→ About this exercise:
The expected output is the data below, restated word for word.

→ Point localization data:

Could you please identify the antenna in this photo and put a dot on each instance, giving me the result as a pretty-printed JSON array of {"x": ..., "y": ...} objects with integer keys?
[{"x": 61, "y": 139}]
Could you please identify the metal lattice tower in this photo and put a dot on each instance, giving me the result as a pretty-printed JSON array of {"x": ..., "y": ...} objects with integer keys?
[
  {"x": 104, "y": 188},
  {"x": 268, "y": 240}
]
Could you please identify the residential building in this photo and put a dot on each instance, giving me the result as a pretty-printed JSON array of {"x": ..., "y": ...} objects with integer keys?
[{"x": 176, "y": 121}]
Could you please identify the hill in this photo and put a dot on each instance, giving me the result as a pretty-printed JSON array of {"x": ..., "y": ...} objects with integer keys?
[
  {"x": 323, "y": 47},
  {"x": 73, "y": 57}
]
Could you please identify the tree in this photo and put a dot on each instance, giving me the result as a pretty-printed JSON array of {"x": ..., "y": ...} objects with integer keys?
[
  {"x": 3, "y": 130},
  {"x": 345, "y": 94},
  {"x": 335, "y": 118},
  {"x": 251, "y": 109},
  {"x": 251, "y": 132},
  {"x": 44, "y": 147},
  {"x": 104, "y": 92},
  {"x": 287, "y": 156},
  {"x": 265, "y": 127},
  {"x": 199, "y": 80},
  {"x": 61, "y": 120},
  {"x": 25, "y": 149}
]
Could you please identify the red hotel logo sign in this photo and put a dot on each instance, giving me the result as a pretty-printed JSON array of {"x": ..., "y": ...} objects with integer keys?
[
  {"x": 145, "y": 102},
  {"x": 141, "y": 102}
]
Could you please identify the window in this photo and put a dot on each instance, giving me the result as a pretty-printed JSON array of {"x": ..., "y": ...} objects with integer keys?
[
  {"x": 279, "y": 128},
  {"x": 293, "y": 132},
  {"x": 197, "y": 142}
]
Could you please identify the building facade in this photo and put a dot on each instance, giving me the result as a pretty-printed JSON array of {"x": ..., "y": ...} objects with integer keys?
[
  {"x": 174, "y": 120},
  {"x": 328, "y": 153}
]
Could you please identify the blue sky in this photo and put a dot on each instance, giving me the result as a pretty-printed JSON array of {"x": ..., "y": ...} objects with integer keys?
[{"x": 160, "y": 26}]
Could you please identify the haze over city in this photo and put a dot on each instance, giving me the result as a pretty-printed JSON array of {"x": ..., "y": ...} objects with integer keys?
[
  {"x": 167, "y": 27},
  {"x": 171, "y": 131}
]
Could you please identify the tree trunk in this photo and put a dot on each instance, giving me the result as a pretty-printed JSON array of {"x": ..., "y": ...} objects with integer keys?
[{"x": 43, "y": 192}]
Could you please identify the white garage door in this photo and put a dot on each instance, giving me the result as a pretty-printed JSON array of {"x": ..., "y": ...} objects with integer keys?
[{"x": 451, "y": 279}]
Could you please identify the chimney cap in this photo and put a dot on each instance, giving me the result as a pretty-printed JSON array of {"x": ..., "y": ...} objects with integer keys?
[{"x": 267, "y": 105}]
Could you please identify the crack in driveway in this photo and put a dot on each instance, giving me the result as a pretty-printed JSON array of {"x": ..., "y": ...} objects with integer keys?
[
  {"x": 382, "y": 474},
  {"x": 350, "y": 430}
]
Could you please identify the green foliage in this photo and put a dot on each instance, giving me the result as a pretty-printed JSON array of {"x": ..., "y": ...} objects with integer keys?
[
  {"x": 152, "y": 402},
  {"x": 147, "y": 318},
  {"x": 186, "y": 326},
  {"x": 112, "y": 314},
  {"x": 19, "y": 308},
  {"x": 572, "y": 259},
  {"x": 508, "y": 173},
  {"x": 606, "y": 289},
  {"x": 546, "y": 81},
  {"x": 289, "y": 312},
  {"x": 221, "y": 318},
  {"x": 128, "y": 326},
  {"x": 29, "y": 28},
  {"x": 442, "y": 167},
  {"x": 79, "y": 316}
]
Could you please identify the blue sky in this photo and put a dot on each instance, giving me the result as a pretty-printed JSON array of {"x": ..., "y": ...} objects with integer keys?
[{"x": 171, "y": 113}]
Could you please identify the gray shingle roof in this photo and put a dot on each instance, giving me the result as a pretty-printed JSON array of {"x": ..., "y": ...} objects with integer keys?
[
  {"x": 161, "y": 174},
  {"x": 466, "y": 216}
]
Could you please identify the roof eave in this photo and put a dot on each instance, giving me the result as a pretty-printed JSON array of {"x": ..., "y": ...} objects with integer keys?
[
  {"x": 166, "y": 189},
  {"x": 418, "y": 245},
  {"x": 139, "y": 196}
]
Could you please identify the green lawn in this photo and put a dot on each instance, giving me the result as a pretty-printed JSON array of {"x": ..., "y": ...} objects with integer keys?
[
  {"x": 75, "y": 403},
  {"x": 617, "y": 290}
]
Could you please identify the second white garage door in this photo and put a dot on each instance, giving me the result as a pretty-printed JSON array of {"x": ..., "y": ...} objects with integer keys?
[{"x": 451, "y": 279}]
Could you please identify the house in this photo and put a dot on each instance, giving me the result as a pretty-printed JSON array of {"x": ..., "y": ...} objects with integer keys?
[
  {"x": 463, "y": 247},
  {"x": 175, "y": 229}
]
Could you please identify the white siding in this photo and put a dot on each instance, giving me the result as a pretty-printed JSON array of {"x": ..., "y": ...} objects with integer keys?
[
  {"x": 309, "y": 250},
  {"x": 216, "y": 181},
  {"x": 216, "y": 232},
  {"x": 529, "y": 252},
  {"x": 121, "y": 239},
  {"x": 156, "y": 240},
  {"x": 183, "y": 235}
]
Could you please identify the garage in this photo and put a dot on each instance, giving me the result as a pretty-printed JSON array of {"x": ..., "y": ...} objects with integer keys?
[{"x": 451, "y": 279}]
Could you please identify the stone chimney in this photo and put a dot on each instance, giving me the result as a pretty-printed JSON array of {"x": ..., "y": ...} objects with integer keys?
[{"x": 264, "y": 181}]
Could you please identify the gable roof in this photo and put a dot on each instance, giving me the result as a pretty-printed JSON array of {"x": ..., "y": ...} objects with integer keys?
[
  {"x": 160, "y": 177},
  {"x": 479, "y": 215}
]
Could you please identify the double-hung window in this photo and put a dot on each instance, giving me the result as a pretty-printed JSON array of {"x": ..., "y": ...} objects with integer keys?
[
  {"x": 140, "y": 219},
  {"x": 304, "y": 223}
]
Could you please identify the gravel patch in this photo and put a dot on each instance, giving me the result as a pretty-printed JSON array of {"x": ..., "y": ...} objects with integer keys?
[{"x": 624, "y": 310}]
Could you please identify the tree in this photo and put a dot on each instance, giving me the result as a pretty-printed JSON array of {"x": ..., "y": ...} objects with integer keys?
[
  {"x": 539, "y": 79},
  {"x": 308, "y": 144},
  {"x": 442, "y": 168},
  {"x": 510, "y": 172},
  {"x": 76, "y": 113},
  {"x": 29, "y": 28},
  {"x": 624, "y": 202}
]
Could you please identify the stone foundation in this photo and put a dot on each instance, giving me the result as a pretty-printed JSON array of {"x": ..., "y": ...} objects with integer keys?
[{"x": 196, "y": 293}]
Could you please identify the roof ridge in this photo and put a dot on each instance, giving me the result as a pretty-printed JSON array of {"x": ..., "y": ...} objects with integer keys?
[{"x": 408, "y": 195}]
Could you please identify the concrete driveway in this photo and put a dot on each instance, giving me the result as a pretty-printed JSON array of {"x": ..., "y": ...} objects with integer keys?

→ Response area:
Could you please identify the antenna in this photo and put a dot on each instance, giving me the result as a pretty-printed JSON array of {"x": ..., "y": ...} objects with integer keys?
[{"x": 61, "y": 139}]
Could you please identify the metal lattice tower in this photo and put a dot on each instance, giving me the result as a pretty-printed JSON array of {"x": ..., "y": ...} objects with integer keys?
[
  {"x": 104, "y": 188},
  {"x": 268, "y": 240}
]
Could you please identify the residential building in this photo and put a dot on each instance, giving me the result as a pretty-printed JSON array of {"x": ..., "y": ...} objects with integer keys?
[{"x": 176, "y": 121}]
Could you please identify the hill in this photo and put a dot on each instance, giving me the result as a pretty-printed JSON array of {"x": ..., "y": ...} objects with integer keys?
[
  {"x": 323, "y": 47},
  {"x": 73, "y": 57}
]
Could you please identify the tree in this photo and put a dot on each instance, giving me the result as a pretty-printed JSON array of {"x": ..., "y": ...} objects with integer keys?
[
  {"x": 3, "y": 130},
  {"x": 345, "y": 94},
  {"x": 335, "y": 118},
  {"x": 251, "y": 109},
  {"x": 251, "y": 132},
  {"x": 44, "y": 147},
  {"x": 104, "y": 92},
  {"x": 287, "y": 156},
  {"x": 265, "y": 127},
  {"x": 199, "y": 80},
  {"x": 61, "y": 120},
  {"x": 25, "y": 149}
]
Could you please identify the red hotel logo sign in this photo and put a dot on each instance, giving me the result as a pretty-printed JSON array of {"x": ..., "y": ...} objects with integer keys?
[
  {"x": 145, "y": 102},
  {"x": 141, "y": 102}
]
Could you please identify the window in this photo and put a dot on each instance, giving me the result as a pretty-printed JSON array of {"x": ..., "y": ...} objects with integer keys?
[
  {"x": 279, "y": 128},
  {"x": 293, "y": 132},
  {"x": 197, "y": 142}
]
Could you please identify the building facade in this photo and put a dot on each instance, giving me the result as a pretty-printed JSON array of {"x": ..., "y": ...} objects with integer keys?
[
  {"x": 174, "y": 120},
  {"x": 328, "y": 153}
]
Could you please identify the blue sky in this photo and put a dot on each instance, giving me the result as a pretty-printed JSON array of {"x": ..., "y": ...} objects with integer keys?
[{"x": 160, "y": 26}]
Could you please identify the haze over city in this photo and put a dot on each instance, giving me the result as a pretty-printed JSON array of {"x": ..., "y": ...} objects with integer keys?
[
  {"x": 167, "y": 27},
  {"x": 171, "y": 131}
]
Could you please identify the tree trunk in this photo and put a dot on each instance, giving me the result as a pretty-printed JSON array of {"x": ..., "y": ...} objects with integer keys?
[{"x": 43, "y": 192}]
Could you please identify the white garage door in this photo and put a dot on each instance, giving me the result as a pretty-printed JSON array of {"x": ..., "y": ...} objects with integer keys?
[{"x": 451, "y": 279}]
Could you please identify the chimney cap in this photo and put a dot on each instance, giving me the result as a pretty-printed JSON array of {"x": ..., "y": ...} objects with integer keys?
[{"x": 267, "y": 105}]
Could you please identify the crack in driveway in this photo and put a dot on each instance, giving me the result as a pretty-printed JSON array of {"x": ..., "y": ...} objects with integer keys?
[
  {"x": 382, "y": 474},
  {"x": 350, "y": 430}
]
Could you please identify the green foliage in this photo and put a dot on each instance, giving me the result as a pretty-printed JSON array of {"x": ..., "y": ...} objects with integer keys?
[
  {"x": 152, "y": 402},
  {"x": 147, "y": 318},
  {"x": 186, "y": 326},
  {"x": 112, "y": 314},
  {"x": 19, "y": 308},
  {"x": 572, "y": 259},
  {"x": 508, "y": 173},
  {"x": 606, "y": 289},
  {"x": 546, "y": 81},
  {"x": 289, "y": 312},
  {"x": 221, "y": 318},
  {"x": 128, "y": 326},
  {"x": 29, "y": 28},
  {"x": 442, "y": 167},
  {"x": 79, "y": 316}
]
Could you please identify the blue sky in this photo and put a dot on each instance, giving me the result as a pretty-printed JSON array of {"x": ..., "y": ...} objects with integer keys?
[{"x": 171, "y": 113}]
Could you please identify the gray shingle roof in this photo and put a dot on each instance, giving me the result as a pretty-printed JSON array of {"x": ..., "y": ...} objects with integer keys?
[
  {"x": 161, "y": 174},
  {"x": 466, "y": 216}
]
Could you please identify the roof eave in this photo and put a dot on each instance, giving me the result as a pretty-printed JSON array of {"x": ..., "y": ...} objects with integer keys?
[
  {"x": 166, "y": 189},
  {"x": 418, "y": 245},
  {"x": 139, "y": 196}
]
Could you please identify the green lawn in this photo and put a dot on each instance, giving me the result as a pretty-printed JSON array of {"x": ..., "y": ...} objects with integer keys?
[
  {"x": 75, "y": 403},
  {"x": 617, "y": 290}
]
Could you please identify the second white garage door in this photo and put a dot on each instance, giving me the result as a pretty-printed JSON array of {"x": ..., "y": ...} objects with integer keys?
[{"x": 451, "y": 279}]
Could you please identify the house in this photo and put a dot on each instance, giving me the result as a pretty-printed JSON array of {"x": ..., "y": ...} objects with integer keys?
[
  {"x": 463, "y": 247},
  {"x": 175, "y": 229}
]
Could you please identify the white siding in this photo and put a dot on each instance, giving me the result as a pretty-printed JSON array of {"x": ..., "y": ...} objects with integer keys?
[
  {"x": 309, "y": 250},
  {"x": 216, "y": 181},
  {"x": 216, "y": 232},
  {"x": 529, "y": 252},
  {"x": 121, "y": 239},
  {"x": 156, "y": 240},
  {"x": 183, "y": 235}
]
Could you please identify the garage in this photo and put a dot on each instance, giving me the result as a pretty-printed JSON array of {"x": ..., "y": ...} objects with integer keys?
[{"x": 451, "y": 279}]
Could you please identify the stone chimney in this photo and put a dot on each instance, giving me the result as a pretty-printed JSON array of {"x": ..., "y": ...} objects with integer keys?
[{"x": 264, "y": 181}]
Could you please identify the gable roof in this photo and put a dot on each instance, giving me the result as a pretty-printed JSON array of {"x": ..., "y": ...} objects with integer keys?
[
  {"x": 160, "y": 177},
  {"x": 479, "y": 215}
]
Could you please identify the double-hung window in this photo and put a dot on each instance, giving me the result as a pretty-printed JSON array of {"x": ..., "y": ...} objects with integer keys?
[
  {"x": 140, "y": 219},
  {"x": 304, "y": 223}
]
Could you please identify the gravel patch in this photo and put a dot on each instance, giving me the result as a pretty-printed JSON array of {"x": ..., "y": ...} objects with integer keys?
[{"x": 624, "y": 310}]
Could you please identify the tree in this photo and put a dot on each instance, giving me the result as a pretty-printed JSON array of {"x": ..., "y": ...} objects with integer keys?
[
  {"x": 539, "y": 79},
  {"x": 308, "y": 144},
  {"x": 442, "y": 168},
  {"x": 510, "y": 172},
  {"x": 76, "y": 113},
  {"x": 29, "y": 28},
  {"x": 624, "y": 202}
]
Could you please identify the stone foundation in this photo and put a dot on each instance, giving me the result as a pretty-printed JSON array of {"x": ..., "y": ...} objects with integer keys?
[{"x": 196, "y": 293}]
Could you please identify the roof ridge in this photo and put a dot on each instance, giving me the result as a pretty-printed JSON array of {"x": ..., "y": ...} objects with integer keys?
[{"x": 408, "y": 195}]
Could you please identify the concrete driveway in this photo and put a dot on each instance, giving me the result as a pretty-printed JSON array of {"x": ..., "y": ...} objects with integer keys?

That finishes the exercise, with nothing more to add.